Texto extraído:

※ ※ ※

A sexta velocidade é um pouco longa, como seria de esperar para se conseguir reduzir consumos em autoestada. No meu teste de consumos em autoestrada obtive um valor de 5,6 l/100 km, bem melhor do que em cidade, como é lógico. Nestes terrenos, os híbridos já só acrescentam peso.
Motor surpreende
Passando a estradas secundárias com curvas de vários ângulos e usando mais os regimes altos, é claro que o som típico dos motores de três cilindros se faz ouvir. Mas é um som que até agrada ao ouvido. A sua vivacidade às 6500 rotações por mínuto surpreende pelo vigor com que passa força às rodas motrizes dianteiras. E nem precisa de modos de condução.

A verdade é que o 1.0 TSI parece ter mais do que os 110 cv anunciados. Percebe-se que prefere os regimes acima das 2000 rpm, abaixo tem um pequeno lapso de tempo até dar o máximo. Mas a caixa manual ajuda a evitar esses regimes, com reduções rápidas e que apreciam um bom ponta-tacão.
Os pneus voltam a mostrar que se dão bem com este chassis, muito bem controlado quando se aumenta o ritmo da condução, sem problemas de tração. Os amortecedores limitam bem a inclinação lateral e absorvem exemplarmente o mau piso.

※ ※ ※

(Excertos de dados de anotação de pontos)
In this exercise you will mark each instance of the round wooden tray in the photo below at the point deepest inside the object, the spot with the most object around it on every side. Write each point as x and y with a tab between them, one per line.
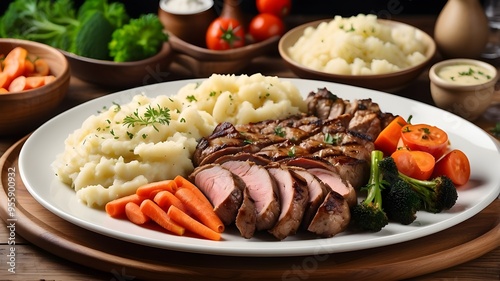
461	243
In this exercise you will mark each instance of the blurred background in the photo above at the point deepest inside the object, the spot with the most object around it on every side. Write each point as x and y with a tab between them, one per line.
383	9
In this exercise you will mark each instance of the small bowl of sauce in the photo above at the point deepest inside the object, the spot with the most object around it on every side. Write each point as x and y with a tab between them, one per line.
465	87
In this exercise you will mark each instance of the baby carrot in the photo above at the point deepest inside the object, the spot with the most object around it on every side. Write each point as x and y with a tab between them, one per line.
191	224
134	213
116	208
151	189
157	214
165	199
200	210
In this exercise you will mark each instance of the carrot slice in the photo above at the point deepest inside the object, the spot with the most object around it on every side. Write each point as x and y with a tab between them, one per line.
388	138
191	224
134	213
165	199
29	67
200	209
34	82
415	164
18	84
116	208
14	62
151	189
41	67
157	214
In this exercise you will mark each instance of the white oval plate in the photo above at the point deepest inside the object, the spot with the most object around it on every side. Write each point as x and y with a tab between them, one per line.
45	143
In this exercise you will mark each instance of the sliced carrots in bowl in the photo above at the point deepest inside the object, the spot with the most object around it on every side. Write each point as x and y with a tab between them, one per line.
176	205
21	71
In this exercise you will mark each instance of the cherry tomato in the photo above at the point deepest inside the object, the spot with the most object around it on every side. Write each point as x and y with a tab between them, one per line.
415	164
454	165
278	8
426	138
224	34
264	26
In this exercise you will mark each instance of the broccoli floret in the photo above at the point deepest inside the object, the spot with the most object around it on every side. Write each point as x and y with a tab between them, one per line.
139	39
436	194
368	214
401	202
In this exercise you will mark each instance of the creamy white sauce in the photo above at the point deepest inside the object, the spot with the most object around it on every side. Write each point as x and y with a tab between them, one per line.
185	6
465	74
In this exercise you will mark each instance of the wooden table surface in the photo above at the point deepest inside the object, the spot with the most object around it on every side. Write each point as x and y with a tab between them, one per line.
34	263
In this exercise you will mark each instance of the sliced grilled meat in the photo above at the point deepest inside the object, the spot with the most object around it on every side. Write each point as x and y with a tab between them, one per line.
317	192
246	219
222	188
294	195
261	188
332	217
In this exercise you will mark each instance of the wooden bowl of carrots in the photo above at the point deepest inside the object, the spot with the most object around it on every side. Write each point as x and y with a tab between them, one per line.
34	79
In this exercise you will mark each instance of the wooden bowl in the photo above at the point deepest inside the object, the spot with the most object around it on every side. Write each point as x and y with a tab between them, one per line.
122	75
22	112
202	62
389	82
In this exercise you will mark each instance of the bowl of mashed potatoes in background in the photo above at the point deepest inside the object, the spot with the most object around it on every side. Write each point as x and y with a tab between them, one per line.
360	50
465	87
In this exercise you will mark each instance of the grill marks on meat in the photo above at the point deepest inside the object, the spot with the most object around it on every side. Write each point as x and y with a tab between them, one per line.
299	172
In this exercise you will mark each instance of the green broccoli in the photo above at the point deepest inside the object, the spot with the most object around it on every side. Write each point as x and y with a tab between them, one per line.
50	22
368	214
139	39
400	202
436	194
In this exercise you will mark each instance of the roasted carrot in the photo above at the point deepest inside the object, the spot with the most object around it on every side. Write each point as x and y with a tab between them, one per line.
191	224
182	182
199	209
134	213
157	214
14	62
151	189
41	67
165	199
388	138
116	208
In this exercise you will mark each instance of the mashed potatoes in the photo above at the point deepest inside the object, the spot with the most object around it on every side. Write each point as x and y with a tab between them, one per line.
359	46
109	157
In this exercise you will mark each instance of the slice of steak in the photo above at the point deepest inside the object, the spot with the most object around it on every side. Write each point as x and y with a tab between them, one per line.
246	219
262	189
317	192
222	188
243	156
336	183
332	216
293	193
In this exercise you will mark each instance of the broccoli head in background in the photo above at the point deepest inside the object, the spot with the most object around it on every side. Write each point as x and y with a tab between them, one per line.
139	39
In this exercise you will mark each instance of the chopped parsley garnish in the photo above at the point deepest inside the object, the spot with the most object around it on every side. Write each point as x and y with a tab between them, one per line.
152	116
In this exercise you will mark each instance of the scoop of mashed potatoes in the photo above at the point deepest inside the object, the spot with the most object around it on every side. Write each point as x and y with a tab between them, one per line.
358	45
118	150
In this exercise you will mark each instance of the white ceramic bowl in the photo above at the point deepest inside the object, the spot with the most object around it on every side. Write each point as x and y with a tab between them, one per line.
389	82
466	100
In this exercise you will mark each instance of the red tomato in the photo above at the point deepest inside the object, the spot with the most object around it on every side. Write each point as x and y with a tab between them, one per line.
426	138
454	165
224	34
278	8
415	164
264	26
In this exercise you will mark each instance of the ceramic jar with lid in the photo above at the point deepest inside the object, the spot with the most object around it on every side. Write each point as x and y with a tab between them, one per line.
461	29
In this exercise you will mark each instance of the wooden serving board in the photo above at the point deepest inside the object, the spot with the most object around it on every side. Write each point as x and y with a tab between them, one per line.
461	243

※ ※ ※

Objetivo: Prossiga a análise do automóvel com motor 1.0 TSI a partir da última frase apresentada.

Resposta ao exercício:
Tudo bem calibrado
Claro que esta plataforma MQB tem elevada rigidez torcional, mesmo com cinco amplas portas. E isso deixa a suspensão dar o seu melhor. Nunca perde o contacto com o asfalto, mas não transmite desconforto ao condutor. Sente-se tudo, mas nada incomoda.

A VW anuncia uma aceleração 0-100 km/h de 10,2 segundos, um tempo adequado para uma motorização como esta, que atinge os 202 km/h de velocidade máxima, um dado relevante nos troços de autoestrada sem limite que ainda há na Alemanha.
Chega a divertir
A sensação de controlo e de fazer tudo bem incita a aumentar o ritmo da condução, descobrindo que a frente suporta bem entradas em curva mais exageradas, sem reverter para subviragem muito cedo.
E a suspensão traseira até aceita ser provocada na entrada, com uma travagem no ponto certo, deslizando o necessário para fazer rodar o Golf. Antes de o ESC entrar e fazer o seu trabalho sem estrondo.

A dinâmica é muito fluída e progressiva, a transição da subviragem para a sobreviragem ocorre sem sobressaltos e com grande sensação de controlo. Eu sei que são só 110 cv, mas o gozo que proporcionam, a velocidades que não são um escândalo, é admirável.
Claro que este Golf, como os outros, não é barato posicionando-se ao mesmo nível que um Toyota Corolla 1.8 Hybrid de 122 cv, que gasta menos em cidade, mas não proporciona o mesmo prazer de condução, seja a andar devagar ou mais depressa.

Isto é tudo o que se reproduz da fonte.